Records for this exercise:
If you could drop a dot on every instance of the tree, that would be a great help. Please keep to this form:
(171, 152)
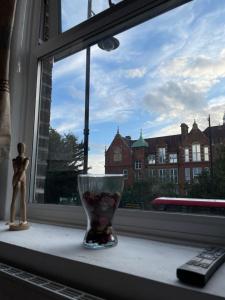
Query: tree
(207, 186)
(65, 162)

The problem:
Could you write out the records exactly while omitting every picture?

Your solution:
If you could drop a dot on every instance of the tree, that would be a great help. Please keep to this form:
(171, 152)
Query: tree
(207, 186)
(65, 162)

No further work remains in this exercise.